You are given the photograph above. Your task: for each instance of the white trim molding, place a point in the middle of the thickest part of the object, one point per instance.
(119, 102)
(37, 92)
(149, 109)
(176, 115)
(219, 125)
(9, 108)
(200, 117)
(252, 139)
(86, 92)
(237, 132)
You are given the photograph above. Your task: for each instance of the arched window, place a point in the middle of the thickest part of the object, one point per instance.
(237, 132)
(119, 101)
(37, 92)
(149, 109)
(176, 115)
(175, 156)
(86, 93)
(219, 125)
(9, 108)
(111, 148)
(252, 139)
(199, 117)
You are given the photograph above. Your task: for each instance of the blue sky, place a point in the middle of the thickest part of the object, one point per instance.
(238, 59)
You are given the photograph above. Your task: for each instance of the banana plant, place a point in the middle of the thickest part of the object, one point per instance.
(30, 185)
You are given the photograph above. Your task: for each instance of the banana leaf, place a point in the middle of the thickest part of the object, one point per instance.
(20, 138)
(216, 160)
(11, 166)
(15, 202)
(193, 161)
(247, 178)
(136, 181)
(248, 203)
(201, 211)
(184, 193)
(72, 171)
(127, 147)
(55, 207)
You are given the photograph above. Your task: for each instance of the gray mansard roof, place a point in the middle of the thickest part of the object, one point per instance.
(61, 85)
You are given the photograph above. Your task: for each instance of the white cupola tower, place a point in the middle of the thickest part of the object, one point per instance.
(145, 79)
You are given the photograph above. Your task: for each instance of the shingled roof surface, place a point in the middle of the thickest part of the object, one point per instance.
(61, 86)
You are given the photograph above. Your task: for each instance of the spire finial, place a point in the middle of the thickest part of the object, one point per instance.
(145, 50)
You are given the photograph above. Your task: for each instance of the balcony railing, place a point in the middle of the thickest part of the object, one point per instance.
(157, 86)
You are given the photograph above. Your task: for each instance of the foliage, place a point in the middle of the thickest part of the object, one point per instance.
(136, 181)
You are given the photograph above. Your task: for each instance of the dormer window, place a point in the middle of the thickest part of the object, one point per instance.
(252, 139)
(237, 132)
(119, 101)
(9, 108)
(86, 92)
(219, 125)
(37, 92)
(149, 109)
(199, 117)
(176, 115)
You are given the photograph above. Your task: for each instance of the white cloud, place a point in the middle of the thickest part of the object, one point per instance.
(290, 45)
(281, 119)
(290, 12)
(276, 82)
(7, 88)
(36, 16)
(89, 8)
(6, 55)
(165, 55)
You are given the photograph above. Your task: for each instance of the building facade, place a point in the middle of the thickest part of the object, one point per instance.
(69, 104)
● ● ●
TASK OBJECTIVE
Reproduce all of the data above verbatim, keeping every line in its original order.

RESULT BELOW
You are given the photograph above. Your task: for each instance of the white trim molding, place a point in the middle of the thickest part of the object, one point per instance.
(119, 102)
(37, 92)
(149, 109)
(176, 115)
(219, 125)
(9, 108)
(200, 117)
(252, 139)
(86, 92)
(237, 132)
You are given the photograph above. Your task: for each instance of the arched window, place a point in the middle of the thickest part of the object, one point per instance.
(237, 132)
(119, 101)
(37, 92)
(149, 109)
(176, 115)
(175, 156)
(86, 93)
(219, 125)
(9, 108)
(111, 148)
(252, 139)
(199, 117)
You are given the photograph above. Your task: for each instance of the blue sky, place a point in the middle of the thickest part of the object, one point per instance.
(238, 59)
You are given the photograph above. Your task: for each instance of the banana plant, place a point in the middle of the thickest part of the object, one point per instance.
(30, 185)
You are given the photograph above. Your task: for each instance of the banana leaf, place a point in the middle of the thickest part of the object, one point per instance.
(20, 138)
(216, 160)
(11, 166)
(15, 202)
(193, 161)
(247, 178)
(136, 181)
(248, 203)
(201, 211)
(184, 193)
(72, 171)
(127, 147)
(55, 207)
You are given the photograph above. Your task: for each instance of the gray mansard roof, place a point in the middle of the thickest part of the object, one point per instance.
(61, 85)
You are given the photograph above. Your task: for each instance of the white cupola tower, place a point in the middle of the thickest part of the object, one point per instance.
(145, 79)
You are given the photograph above. Your task: for each instance of the shingled roof surface, place a point in the middle of the thickest part of the object, one point per instance.
(61, 86)
You are given the photograph above. Your task: for each instance of the spire finial, place a point in the middle of the thickest part of the object, one point per instance.
(145, 50)
You are given the photograph above. Your task: for each instance of the balcony railing, place a point in the middle of the thickest part of the object, one point per instance.
(157, 86)
You are given the photograph above. Your task: for each instance of the foliage, place a point in the middle of the thickest part of the object, one point per instance.
(136, 181)
You are given the photograph above. Your task: for each instance of the dormer window, place a point in the middle of the thickest part of the object, one point per instance.
(252, 139)
(237, 132)
(119, 101)
(9, 108)
(86, 92)
(219, 125)
(37, 92)
(149, 109)
(199, 117)
(176, 115)
You are given the photograph above. Your task: for each instance of the white cloud, place a point in the middle of the thickest part of the object, one point per instance.
(290, 45)
(281, 119)
(290, 12)
(276, 82)
(7, 88)
(36, 16)
(89, 8)
(6, 55)
(165, 55)
You are given the photograph above. Your task: for each instance of the building facade, place a point in the middle of the thickest part of the object, one point per instance.
(69, 104)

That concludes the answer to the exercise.